§ Set task a: In the Spark SQL date functions reference, what date does the example call next_day('2015-07-27', "Sunday") return?
··· Document
Spark SQL Date and Time Functions:

DATE FUNCTIONS SYNTAX	DATE FUNCTION DESCRIPTION
current_date () : Column	Returns the current date as a date column.
date_format(dateExpr: Column, format: String): Column	Converts a date/timestamp/string to a value of string in the format specified by the date format given by the second argument.
to_date(e: Column): Column	Converts the column into `DateType` by casting rules to `DateType`.
to_date(e: Column, fmt: String): Column	Converts the column into a `DateType` with a specified format
add_months(startDate: Column, numMonths: Int): Column	Returns the date that is `numMonths` after `startDate`.
date_add(start: Column, days: Int): Column date_sub(start: Column, days: Int): Column	Returns the date that is `days` days after `start`
datediff(end: Column, start: Column): Column	Returns the number of days from `start` to `end`.
months_between(end: Column, start: Column): Column	Returns number of months between dates `start` and `end`. A whole number is returned if both inputs have the same day of month or both are the last day of their respective months. Otherwise, the difference is calculated assuming 31 days per month.
months_between(end: Column, start: Column, roundOff: Boolean): Column	Returns number of months between dates `end` and `start`. If `roundOff` is set to true, the result is rounded off to 8 digits; it is not rounded otherwise.
next_day(date: Column, dayOfWeek: String): Column	Returns the first date which is later than the value of the `date` column that is on the specified day of the week. For example, `next_day(‘2015-07-27’, “Sunday”)` returns 2015-08-02 because that is the first Sunday after 2015-07-27.
······
··· Records supplied
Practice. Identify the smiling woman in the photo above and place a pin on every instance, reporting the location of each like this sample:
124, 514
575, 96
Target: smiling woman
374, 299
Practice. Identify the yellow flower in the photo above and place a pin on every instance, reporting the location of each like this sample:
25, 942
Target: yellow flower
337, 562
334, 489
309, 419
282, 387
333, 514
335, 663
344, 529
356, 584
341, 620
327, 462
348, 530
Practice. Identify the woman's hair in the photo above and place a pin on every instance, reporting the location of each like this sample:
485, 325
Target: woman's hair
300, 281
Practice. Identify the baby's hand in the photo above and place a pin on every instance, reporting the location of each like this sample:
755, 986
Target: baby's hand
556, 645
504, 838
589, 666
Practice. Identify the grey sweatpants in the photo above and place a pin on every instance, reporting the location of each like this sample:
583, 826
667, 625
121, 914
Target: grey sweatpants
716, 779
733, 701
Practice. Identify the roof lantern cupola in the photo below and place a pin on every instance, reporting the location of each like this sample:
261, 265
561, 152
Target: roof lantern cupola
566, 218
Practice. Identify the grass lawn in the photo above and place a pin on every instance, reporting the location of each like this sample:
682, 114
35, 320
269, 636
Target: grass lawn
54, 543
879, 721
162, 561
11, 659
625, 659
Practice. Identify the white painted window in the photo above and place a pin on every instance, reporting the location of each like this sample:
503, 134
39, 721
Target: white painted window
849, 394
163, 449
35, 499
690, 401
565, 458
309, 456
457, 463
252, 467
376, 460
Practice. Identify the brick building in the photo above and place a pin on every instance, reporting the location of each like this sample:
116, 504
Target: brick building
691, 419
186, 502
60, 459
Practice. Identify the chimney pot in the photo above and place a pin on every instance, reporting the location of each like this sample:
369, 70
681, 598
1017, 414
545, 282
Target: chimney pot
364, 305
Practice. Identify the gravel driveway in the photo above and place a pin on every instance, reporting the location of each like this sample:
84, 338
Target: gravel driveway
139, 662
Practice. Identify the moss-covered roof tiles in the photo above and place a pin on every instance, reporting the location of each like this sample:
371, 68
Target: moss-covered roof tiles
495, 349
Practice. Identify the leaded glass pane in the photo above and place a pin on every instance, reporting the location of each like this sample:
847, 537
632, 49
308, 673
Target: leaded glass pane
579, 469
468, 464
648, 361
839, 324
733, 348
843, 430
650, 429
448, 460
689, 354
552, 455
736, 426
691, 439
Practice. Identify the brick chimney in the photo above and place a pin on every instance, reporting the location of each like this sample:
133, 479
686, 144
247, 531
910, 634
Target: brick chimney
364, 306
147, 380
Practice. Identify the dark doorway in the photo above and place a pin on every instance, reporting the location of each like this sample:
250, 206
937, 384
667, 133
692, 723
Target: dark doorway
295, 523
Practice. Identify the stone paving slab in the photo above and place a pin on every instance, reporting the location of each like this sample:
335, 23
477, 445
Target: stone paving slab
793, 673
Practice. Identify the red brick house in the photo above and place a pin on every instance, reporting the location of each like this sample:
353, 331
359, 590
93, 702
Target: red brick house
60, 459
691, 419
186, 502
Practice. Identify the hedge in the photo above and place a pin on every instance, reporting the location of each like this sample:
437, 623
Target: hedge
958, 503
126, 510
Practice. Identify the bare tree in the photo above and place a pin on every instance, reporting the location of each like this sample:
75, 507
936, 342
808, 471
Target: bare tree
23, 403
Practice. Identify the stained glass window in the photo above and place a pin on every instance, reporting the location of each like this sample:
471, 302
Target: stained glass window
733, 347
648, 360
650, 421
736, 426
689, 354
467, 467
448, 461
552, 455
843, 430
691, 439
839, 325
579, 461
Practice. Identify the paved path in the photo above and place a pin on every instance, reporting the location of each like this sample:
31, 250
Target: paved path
······
§ Set task b: Repeat the rows word for word. Begin at the line that contains "Practice. Identify the stone" and stop after the final line of the rows, including both of those lines.

§ Full solution a: 2015-08-02

§ Full solution b:
Practice. Identify the stone paving slab in the photo above and place a pin on every instance, reporting the location of each like this sample:
335, 23
477, 445
Target: stone paving slab
793, 673
Practice. Identify the red brick house in the photo above and place a pin on every instance, reporting the location of each like this sample:
353, 331
359, 590
93, 702
Target: red brick house
60, 459
691, 419
186, 502
Practice. Identify the hedge in the photo above and place a pin on every instance, reporting the location of each like this sample:
437, 623
Target: hedge
958, 503
126, 510
Practice. Identify the bare tree in the photo above and place a pin on every instance, reporting the location of each like this sample:
75, 507
936, 342
808, 471
Target: bare tree
23, 403
Practice. Identify the stained glass window in the photo above and place a pin on every instance, reporting the location of each like this sample:
471, 302
Target: stained glass window
733, 347
648, 360
650, 421
736, 426
689, 354
467, 467
448, 461
552, 455
843, 430
691, 439
839, 325
579, 461
Practice. Identify the paved path in the photo above and place a pin on every instance, reporting the location of each like this sample:
31, 250
Target: paved path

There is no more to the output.